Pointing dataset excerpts
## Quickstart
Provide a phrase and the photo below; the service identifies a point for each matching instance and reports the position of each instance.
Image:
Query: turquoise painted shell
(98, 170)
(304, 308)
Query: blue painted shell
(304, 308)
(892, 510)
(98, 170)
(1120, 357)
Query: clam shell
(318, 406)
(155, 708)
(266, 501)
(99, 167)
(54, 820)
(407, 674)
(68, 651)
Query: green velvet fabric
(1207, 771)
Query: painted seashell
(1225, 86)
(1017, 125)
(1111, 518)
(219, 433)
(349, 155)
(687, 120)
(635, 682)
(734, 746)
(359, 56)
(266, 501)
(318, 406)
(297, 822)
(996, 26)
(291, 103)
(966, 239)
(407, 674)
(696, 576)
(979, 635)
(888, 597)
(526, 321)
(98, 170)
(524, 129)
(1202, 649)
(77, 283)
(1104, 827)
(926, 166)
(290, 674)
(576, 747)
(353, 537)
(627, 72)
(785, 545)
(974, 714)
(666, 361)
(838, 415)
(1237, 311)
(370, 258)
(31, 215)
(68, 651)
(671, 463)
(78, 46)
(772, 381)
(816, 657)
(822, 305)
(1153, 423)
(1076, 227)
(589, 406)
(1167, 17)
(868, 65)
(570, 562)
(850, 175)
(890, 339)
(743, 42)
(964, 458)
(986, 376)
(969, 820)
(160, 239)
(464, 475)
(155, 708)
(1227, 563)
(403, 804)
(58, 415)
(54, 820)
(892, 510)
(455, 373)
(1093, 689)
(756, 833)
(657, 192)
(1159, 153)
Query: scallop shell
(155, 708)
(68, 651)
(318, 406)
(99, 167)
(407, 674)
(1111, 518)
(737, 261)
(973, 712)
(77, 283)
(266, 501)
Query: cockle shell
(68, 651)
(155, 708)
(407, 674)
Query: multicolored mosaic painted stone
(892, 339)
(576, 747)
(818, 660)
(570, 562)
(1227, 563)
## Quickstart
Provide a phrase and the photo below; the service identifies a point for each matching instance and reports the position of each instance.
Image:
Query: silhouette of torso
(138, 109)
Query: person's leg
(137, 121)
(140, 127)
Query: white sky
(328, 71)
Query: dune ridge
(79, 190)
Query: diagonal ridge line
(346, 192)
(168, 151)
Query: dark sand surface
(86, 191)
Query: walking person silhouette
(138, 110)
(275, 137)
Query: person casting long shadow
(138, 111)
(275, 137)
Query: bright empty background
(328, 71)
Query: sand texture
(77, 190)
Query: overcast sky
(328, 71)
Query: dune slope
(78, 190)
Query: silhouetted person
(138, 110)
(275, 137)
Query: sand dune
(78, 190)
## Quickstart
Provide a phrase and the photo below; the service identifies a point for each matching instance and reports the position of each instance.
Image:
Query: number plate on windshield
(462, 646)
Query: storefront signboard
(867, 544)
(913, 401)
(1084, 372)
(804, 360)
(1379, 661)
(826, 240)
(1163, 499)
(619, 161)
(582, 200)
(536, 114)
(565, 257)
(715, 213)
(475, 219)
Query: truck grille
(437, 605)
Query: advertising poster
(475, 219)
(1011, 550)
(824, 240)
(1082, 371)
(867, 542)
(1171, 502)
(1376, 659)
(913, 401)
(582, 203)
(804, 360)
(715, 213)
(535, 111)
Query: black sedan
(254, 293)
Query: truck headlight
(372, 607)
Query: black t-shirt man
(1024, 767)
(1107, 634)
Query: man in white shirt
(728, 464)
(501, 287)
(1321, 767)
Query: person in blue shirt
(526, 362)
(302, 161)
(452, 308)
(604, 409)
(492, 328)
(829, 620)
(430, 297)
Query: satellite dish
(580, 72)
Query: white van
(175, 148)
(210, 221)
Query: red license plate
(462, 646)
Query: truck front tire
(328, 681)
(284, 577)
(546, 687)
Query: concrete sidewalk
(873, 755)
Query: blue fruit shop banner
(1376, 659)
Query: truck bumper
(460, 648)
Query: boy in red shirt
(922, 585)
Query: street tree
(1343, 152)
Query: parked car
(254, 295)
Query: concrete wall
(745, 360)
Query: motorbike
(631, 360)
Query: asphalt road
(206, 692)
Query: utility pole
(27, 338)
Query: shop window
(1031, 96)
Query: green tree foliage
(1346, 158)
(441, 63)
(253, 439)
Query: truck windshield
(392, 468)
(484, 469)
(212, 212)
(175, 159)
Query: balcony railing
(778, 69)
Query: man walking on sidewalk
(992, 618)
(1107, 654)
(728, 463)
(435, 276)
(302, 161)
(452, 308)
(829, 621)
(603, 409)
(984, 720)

» What to do: Return every line of this material unchanged, from start to finish.

» Solution for this exercise:
## Quickstart
Provide a phrase and the photo below; the service identifies a point for each matching instance and reports the position of each instance.
Image:
Query: turquoise painted shell
(98, 170)
(304, 308)
Query: blue painted shell
(304, 308)
(892, 510)
(98, 170)
(1120, 357)
Query: clam shell
(318, 406)
(155, 708)
(266, 501)
(99, 167)
(54, 820)
(407, 674)
(68, 651)
Query: green velvet fabric
(1207, 771)
Query: painted seashell
(1225, 86)
(1017, 125)
(1111, 518)
(219, 433)
(349, 155)
(687, 120)
(635, 682)
(734, 746)
(359, 56)
(266, 501)
(318, 406)
(297, 822)
(996, 26)
(291, 103)
(966, 239)
(407, 674)
(696, 576)
(979, 635)
(888, 597)
(526, 321)
(98, 170)
(524, 129)
(1202, 649)
(77, 283)
(1104, 827)
(926, 166)
(290, 674)
(576, 747)
(353, 537)
(627, 72)
(785, 545)
(974, 714)
(666, 361)
(838, 415)
(1237, 311)
(370, 258)
(31, 215)
(68, 651)
(671, 463)
(78, 46)
(772, 381)
(816, 657)
(822, 305)
(1153, 423)
(1076, 227)
(589, 406)
(1167, 17)
(868, 65)
(570, 562)
(850, 175)
(890, 339)
(743, 42)
(964, 458)
(986, 376)
(969, 820)
(160, 239)
(464, 475)
(155, 708)
(1227, 563)
(403, 804)
(58, 415)
(54, 820)
(892, 510)
(455, 373)
(1093, 689)
(756, 833)
(657, 192)
(1159, 153)
Query: scallop shell
(155, 708)
(68, 651)
(318, 406)
(99, 167)
(407, 674)
(1111, 518)
(737, 261)
(973, 712)
(77, 283)
(266, 501)
Query: cockle shell
(68, 651)
(155, 708)
(407, 674)
Query: multicolored mosaic painted stone
(892, 339)
(576, 747)
(818, 660)
(570, 562)
(1227, 563)
## Quickstart
Provide a phrase and the photo below; the service identifies a point for each matching instance and reports the position of each instance.
Image:
Query: silhouette of torso
(138, 109)
Query: person's leg
(137, 121)
(140, 127)
Query: white sky
(328, 71)
Query: dune ridge
(79, 190)
Query: diagonal ridge line
(346, 192)
(168, 151)
Query: dark sand surface
(86, 191)
Query: walking person silhouette
(138, 110)
(275, 137)
Query: person casting long shadow
(138, 111)
(275, 137)
Query: bright empty background
(328, 71)
Query: sand texture
(77, 190)
Query: overcast sky
(328, 71)
Query: dune slope
(78, 190)
Query: silhouetted person
(138, 110)
(275, 137)
Query: sand dune
(78, 190)
## Quickstart
Provide a phrase and the photo below; the service identifies a point for each matching instance and reports the position of each instance.
Image:
Query: number plate on windshield
(462, 646)
Query: storefront signboard
(867, 544)
(913, 401)
(1084, 372)
(804, 360)
(1379, 661)
(826, 240)
(1163, 499)
(619, 161)
(582, 200)
(536, 114)
(565, 257)
(715, 213)
(475, 219)
Query: truck grille
(437, 605)
Query: advertising poster
(475, 219)
(1011, 550)
(824, 240)
(1082, 371)
(867, 542)
(1171, 502)
(1376, 659)
(913, 401)
(582, 203)
(804, 360)
(715, 213)
(535, 111)
Query: black sedan
(254, 293)
Query: truck headlight
(372, 607)
Query: black t-shirt man
(1024, 767)
(1107, 634)
Query: man in white shirt
(728, 464)
(501, 287)
(1321, 767)
Query: person in blue shirt
(526, 362)
(302, 161)
(452, 308)
(604, 409)
(492, 328)
(829, 620)
(430, 297)
Query: satellite dish
(580, 72)
Query: white van
(175, 148)
(210, 221)
Query: red license plate
(462, 646)
Query: truck front tire
(328, 681)
(284, 577)
(546, 687)
Query: concrete sidewalk
(873, 755)
Query: blue fruit shop banner
(1376, 659)
Query: truck bumper
(460, 648)
Query: boy in red shirt
(922, 585)
Query: street tree
(1343, 152)
Query: parked car
(254, 295)
Query: concrete wall
(745, 360)
Query: motorbike
(631, 360)
Query: asphalt road
(206, 692)
Query: utility pole
(27, 338)
Query: shop window
(1031, 96)
Query: green tree foliage
(1346, 158)
(441, 63)
(253, 439)
Query: truck windshield
(392, 468)
(484, 469)
(212, 212)
(175, 159)
Query: balcony railing
(778, 69)
Query: man walking on sidewalk
(992, 618)
(1107, 654)
(728, 463)
(435, 276)
(302, 161)
(452, 308)
(829, 621)
(603, 409)
(984, 720)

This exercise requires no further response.